== Problem to solve ==
The answer must be exactly the lines from the one containing "Tag the shop" through the end of the material, with both ends kept and no other lines.
START Data for review
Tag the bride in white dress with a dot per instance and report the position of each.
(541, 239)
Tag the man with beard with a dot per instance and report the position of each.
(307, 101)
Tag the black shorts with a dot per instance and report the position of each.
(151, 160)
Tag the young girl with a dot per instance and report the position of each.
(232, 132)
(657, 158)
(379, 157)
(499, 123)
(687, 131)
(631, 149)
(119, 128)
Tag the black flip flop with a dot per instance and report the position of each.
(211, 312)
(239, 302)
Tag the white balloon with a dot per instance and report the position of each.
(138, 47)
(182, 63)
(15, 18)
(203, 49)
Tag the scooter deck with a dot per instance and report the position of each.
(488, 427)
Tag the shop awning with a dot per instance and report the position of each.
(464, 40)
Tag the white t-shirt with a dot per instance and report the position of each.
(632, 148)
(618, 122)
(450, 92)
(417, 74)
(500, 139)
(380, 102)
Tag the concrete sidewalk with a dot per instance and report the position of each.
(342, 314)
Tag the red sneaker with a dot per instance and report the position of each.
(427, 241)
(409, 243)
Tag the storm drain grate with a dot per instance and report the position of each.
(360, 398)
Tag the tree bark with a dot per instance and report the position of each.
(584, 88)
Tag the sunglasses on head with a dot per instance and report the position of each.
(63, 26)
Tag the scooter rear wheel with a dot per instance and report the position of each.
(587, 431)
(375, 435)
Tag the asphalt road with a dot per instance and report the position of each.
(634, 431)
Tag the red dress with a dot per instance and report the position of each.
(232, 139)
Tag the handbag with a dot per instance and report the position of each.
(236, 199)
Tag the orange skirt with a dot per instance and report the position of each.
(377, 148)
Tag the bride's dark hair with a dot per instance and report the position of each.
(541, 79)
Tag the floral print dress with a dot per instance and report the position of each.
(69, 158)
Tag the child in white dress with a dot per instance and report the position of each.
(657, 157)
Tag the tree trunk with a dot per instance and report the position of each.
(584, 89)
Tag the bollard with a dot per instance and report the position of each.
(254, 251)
END Data for review
== Result ==
Tag the shop awning with a dot per instance and report the position of each.
(464, 40)
Tag the white t-shirt with a dot per instance and report the position of each.
(632, 148)
(618, 122)
(450, 92)
(417, 74)
(500, 139)
(380, 102)
Tag the concrete sidewalk with a dot per instance and report the position of each.
(342, 314)
Tag the red sneaker with a dot per instance and report the position of each.
(427, 241)
(409, 243)
Tag the storm drain grate with a dot per instance and report the position of each.
(360, 398)
Tag the tree bark with a dot per instance and report the position of each.
(584, 88)
Tag the sunglasses on head with a dot per instance and report the position of each.
(63, 26)
Tag the scooter rear wheel with a dot per instance and report the position of each.
(587, 431)
(375, 435)
Tag the asphalt road with a dot per instance and report the position of each.
(634, 431)
Tag the red dress with a dot per instance and report the position of each.
(232, 139)
Tag the handbag with a dot per instance and report the position of each.
(236, 199)
Tag the orange skirt with a dot per instance and report the position of each.
(377, 148)
Tag the bride's dark hair with a dot per instance and report the position of each.
(541, 79)
Tag the floral print dress with a dot per instance and report the position of each.
(69, 158)
Tag the child in white dress with a dot per instance and report the position of each.
(657, 157)
Tag the tree trunk with a dot per instance and report the position of each.
(584, 89)
Tag the bollard with a dot per instance and report the position of each.
(254, 251)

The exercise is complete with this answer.